• **REQUIREMENTS**:
Copy out the part of the records that opens with the line containing "Mark each instance of the clay" and closes with the line containing "x=404 y=204", swapping "clay tile roof" for "terracotta roof" and leaving everything else unchanged.

▬▬▬▬▬▬▬▬▬▬

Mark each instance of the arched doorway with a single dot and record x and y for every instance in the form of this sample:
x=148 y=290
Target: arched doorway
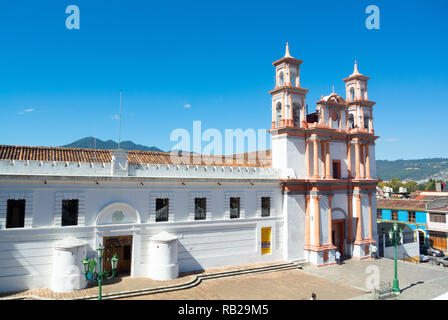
x=121 y=244
x=338 y=230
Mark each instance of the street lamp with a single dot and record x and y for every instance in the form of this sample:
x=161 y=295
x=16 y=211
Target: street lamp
x=395 y=235
x=91 y=273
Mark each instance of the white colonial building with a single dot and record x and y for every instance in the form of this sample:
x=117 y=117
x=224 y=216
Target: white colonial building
x=314 y=196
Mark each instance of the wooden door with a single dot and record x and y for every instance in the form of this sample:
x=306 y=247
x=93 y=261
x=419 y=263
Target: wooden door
x=438 y=240
x=122 y=246
x=338 y=236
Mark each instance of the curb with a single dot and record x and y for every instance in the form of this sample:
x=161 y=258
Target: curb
x=193 y=283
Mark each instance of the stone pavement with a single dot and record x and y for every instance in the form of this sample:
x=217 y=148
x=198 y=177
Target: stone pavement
x=127 y=285
x=417 y=281
x=274 y=281
x=280 y=285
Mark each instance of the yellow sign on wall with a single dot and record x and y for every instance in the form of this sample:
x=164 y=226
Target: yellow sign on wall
x=265 y=240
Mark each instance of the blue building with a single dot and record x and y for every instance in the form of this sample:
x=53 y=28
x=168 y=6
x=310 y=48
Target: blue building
x=408 y=212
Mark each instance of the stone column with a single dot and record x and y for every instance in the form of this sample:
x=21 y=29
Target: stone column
x=307 y=158
x=361 y=162
x=303 y=113
x=316 y=220
x=316 y=159
x=322 y=156
x=330 y=119
x=359 y=216
x=370 y=216
x=357 y=156
x=350 y=217
x=340 y=120
x=368 y=176
x=330 y=225
x=328 y=162
x=283 y=112
x=291 y=111
x=307 y=221
x=362 y=118
x=349 y=160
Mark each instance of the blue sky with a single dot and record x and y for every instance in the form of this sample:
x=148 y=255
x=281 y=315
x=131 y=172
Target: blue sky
x=59 y=85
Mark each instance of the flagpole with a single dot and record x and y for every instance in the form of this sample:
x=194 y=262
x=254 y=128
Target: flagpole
x=119 y=124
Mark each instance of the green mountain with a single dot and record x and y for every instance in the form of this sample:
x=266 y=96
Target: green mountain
x=417 y=170
x=89 y=143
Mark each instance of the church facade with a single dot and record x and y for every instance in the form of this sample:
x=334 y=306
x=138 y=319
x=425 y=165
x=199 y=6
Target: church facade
x=314 y=195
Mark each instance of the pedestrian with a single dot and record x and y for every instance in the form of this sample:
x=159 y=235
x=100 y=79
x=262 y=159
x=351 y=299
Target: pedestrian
x=338 y=257
x=374 y=255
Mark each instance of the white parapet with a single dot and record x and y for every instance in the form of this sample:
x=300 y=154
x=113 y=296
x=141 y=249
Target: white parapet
x=68 y=274
x=163 y=257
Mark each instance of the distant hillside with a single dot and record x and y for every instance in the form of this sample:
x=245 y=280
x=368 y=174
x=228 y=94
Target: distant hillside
x=417 y=170
x=89 y=143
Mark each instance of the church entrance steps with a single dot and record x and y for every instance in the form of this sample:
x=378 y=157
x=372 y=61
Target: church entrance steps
x=121 y=290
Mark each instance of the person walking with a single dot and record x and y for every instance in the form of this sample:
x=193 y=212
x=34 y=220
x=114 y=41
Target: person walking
x=338 y=257
x=374 y=255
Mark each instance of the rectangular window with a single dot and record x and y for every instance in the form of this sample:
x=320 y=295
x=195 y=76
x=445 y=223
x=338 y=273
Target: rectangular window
x=162 y=209
x=440 y=218
x=394 y=215
x=411 y=216
x=200 y=208
x=336 y=169
x=15 y=215
x=265 y=206
x=234 y=208
x=379 y=214
x=69 y=212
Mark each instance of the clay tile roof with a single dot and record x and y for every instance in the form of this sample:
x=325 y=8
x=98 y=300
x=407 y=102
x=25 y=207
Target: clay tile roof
x=105 y=156
x=404 y=204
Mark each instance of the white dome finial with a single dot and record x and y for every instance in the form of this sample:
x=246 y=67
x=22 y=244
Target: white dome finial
x=355 y=69
x=287 y=54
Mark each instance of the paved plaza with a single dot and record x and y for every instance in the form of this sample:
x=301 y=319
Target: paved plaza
x=351 y=280
x=417 y=281
x=280 y=285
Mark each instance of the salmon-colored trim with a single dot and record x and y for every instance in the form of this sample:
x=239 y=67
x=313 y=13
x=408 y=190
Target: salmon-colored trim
x=350 y=217
x=307 y=221
x=330 y=222
x=319 y=248
x=317 y=220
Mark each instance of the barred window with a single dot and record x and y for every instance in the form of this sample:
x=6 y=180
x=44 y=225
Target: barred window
x=265 y=206
x=162 y=209
x=411 y=216
x=379 y=214
x=69 y=213
x=394 y=215
x=437 y=217
x=234 y=208
x=200 y=208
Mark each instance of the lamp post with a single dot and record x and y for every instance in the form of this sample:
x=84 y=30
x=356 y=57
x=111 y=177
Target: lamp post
x=395 y=236
x=91 y=273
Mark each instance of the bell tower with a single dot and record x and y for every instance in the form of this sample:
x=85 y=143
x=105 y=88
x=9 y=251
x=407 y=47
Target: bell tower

▬▬▬▬▬▬▬▬▬▬

• **COMPLETE ANSWER**:
Mark each instance of the terracotta roof with a single dot and record x and y for every instance in the form of this sample:
x=325 y=8
x=98 y=300
x=407 y=102
x=25 y=207
Target: terracotta roof
x=105 y=156
x=404 y=204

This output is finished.